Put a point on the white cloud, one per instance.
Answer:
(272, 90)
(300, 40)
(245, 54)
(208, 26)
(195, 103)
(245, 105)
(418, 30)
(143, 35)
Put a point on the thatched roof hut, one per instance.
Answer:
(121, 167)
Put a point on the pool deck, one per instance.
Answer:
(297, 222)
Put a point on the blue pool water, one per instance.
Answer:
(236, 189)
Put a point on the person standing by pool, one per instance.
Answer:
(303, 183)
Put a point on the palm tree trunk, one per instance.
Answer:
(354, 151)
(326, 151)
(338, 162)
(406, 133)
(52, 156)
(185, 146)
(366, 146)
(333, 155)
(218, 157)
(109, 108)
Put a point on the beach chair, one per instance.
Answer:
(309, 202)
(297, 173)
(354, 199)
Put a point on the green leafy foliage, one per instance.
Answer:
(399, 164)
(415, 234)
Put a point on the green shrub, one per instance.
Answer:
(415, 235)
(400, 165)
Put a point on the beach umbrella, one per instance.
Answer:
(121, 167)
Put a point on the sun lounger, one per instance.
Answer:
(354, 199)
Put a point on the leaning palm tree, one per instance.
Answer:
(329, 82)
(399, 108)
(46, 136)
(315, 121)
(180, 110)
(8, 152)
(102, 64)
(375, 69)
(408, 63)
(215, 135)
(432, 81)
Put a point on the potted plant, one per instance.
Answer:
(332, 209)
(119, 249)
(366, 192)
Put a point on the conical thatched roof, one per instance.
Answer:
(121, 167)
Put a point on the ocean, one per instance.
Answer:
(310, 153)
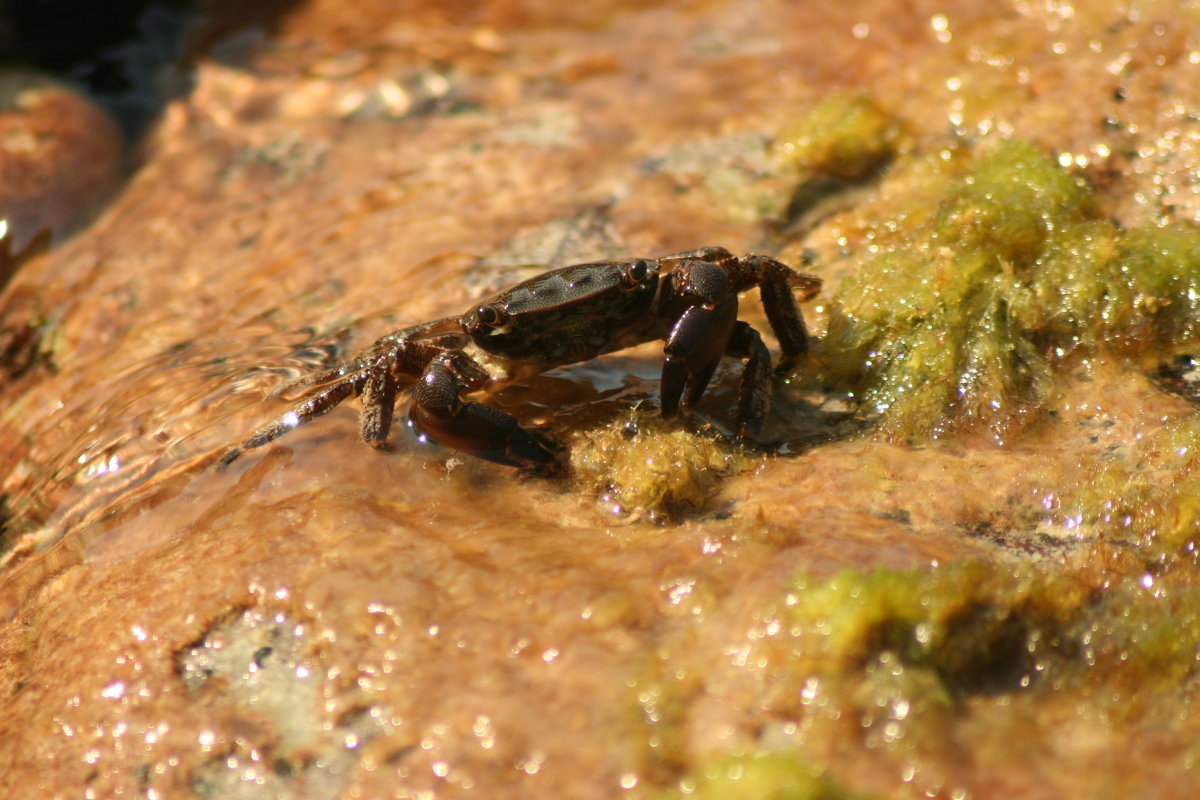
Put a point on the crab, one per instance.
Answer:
(558, 318)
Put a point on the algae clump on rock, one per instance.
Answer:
(958, 320)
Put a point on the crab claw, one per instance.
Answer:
(474, 428)
(489, 433)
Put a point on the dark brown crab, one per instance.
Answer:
(564, 317)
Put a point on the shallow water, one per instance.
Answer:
(325, 620)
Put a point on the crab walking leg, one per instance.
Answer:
(303, 411)
(475, 428)
(754, 400)
(378, 402)
(775, 283)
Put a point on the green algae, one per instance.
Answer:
(843, 136)
(906, 671)
(958, 324)
(763, 776)
(641, 465)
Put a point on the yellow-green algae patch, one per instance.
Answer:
(762, 776)
(843, 136)
(641, 465)
(894, 675)
(958, 317)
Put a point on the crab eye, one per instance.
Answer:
(491, 316)
(635, 272)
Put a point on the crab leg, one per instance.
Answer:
(754, 400)
(479, 429)
(298, 414)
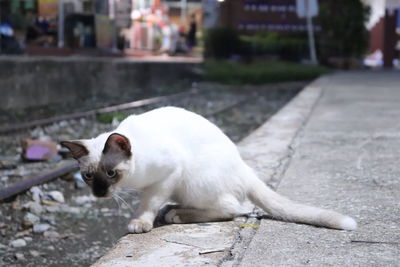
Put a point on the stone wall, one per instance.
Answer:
(34, 81)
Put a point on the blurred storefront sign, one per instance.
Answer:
(48, 8)
(268, 15)
(306, 8)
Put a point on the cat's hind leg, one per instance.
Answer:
(225, 208)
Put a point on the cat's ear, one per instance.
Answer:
(77, 148)
(117, 143)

**What the task asks**
Reproduce exactly the line containing "Put a point on the potted" and every line after it in the material above, up to and including the last. Exclude all pictures.

**Problem solution**
Put a point on the potted plant, one per instance.
Answer:
(332, 209)
(119, 249)
(366, 192)
Put a point on the conical thatched roof, one per instance.
Answer:
(121, 167)
Put a point on the ocean, one per instance.
Answer:
(310, 153)
Put a point on the crab, one per instance.
Answer:
(558, 318)
Put a point on the algae clump on rock, one per instance.
Answer:
(958, 320)
Put a point on the crab claw, one per instance.
Answer:
(474, 428)
(489, 433)
Put a point on the dark brown crab, one per instance.
Answer:
(564, 317)
Put a point on the shallow water, one per instance.
Answer:
(325, 620)
Put a point on the crab walking leg, one per instance.
Answer:
(303, 411)
(475, 428)
(754, 400)
(378, 402)
(775, 283)
Put a point on the green algae, one per instance.
Answer:
(843, 136)
(906, 671)
(958, 324)
(763, 776)
(641, 465)
Put a point on the yellow-green algae patch, one per instance.
Answer:
(762, 776)
(843, 136)
(641, 465)
(894, 675)
(958, 317)
Put a point on the crab eye, one per instance.
Answer:
(491, 316)
(635, 272)
Put a point on the crab leg, one per instance.
Answer:
(754, 400)
(479, 429)
(298, 414)
Put a point on the stone wall, one per instance.
Answer:
(34, 81)
Put a point on the blurred storefront sign, one per instance.
Answer:
(48, 8)
(268, 15)
(306, 8)
Put a point on the cat's hind leg, one per instance.
Answer:
(225, 208)
Put a point on the cat's ear, one per instance.
Answer:
(77, 148)
(117, 143)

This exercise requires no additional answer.